Exercise instructions
Reproduce the records from the line with "Question. Mark every instance of the white" through the end of the records, requests included. Multiply every coordinate in the answers by 1.25 and round to whole numbers, with halves going up, but leave the numbers in the requests and their sample forms unchanged.

⁂

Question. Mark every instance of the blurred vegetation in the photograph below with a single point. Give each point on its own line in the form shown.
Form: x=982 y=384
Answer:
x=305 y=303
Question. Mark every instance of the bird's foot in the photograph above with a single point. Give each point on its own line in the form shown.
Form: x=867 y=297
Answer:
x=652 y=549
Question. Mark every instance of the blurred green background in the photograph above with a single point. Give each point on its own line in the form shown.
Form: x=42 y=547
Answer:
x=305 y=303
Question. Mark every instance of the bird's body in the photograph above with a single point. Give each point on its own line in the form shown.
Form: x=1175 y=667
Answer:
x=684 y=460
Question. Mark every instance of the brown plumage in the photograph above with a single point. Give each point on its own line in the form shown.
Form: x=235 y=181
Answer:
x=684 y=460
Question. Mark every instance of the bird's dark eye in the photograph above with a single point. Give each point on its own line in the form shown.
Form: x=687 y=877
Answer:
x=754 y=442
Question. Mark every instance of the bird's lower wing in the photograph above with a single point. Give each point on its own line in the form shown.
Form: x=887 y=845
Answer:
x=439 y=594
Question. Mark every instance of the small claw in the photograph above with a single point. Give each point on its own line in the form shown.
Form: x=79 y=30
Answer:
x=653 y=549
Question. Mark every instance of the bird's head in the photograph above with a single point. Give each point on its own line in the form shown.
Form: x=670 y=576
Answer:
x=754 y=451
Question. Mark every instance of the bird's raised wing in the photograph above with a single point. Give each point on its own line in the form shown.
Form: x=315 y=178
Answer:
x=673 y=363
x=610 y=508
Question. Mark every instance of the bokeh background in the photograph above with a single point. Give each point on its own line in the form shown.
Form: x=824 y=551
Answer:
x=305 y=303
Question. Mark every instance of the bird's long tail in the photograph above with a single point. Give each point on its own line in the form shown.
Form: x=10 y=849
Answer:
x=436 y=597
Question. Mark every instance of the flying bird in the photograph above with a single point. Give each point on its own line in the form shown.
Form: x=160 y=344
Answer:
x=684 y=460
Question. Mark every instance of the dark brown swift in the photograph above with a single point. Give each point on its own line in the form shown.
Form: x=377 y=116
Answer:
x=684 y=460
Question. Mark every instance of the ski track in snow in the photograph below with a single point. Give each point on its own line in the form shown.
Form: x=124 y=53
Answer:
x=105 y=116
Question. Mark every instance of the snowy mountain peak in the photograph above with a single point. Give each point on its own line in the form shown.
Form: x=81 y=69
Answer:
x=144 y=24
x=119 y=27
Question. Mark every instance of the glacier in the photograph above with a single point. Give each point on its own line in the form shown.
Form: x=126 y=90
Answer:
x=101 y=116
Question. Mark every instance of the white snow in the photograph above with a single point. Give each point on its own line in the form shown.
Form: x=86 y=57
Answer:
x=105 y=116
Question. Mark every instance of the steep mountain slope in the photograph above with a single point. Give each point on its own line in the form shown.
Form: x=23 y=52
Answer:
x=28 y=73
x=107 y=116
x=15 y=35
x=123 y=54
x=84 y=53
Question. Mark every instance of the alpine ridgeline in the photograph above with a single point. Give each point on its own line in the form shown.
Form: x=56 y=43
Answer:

⁂

Solution to this problem
Question. Mark every instance of the white snow in the photograph above with a single point. Give each point on its own line in the form shown.
Form: x=86 y=57
Answer:
x=131 y=145
Question. Mark every instance of the steep mountain slope in the photograph above with a single point. Give each point on its own line in the form shown.
Form: x=23 y=52
Answer:
x=35 y=91
x=134 y=145
x=19 y=44
x=154 y=68
x=105 y=66
Question. Mark every instance of the alpine ridgeline in the photograph above with a single point. Give each point on its own line in the form shown.
Form: x=56 y=43
Answer:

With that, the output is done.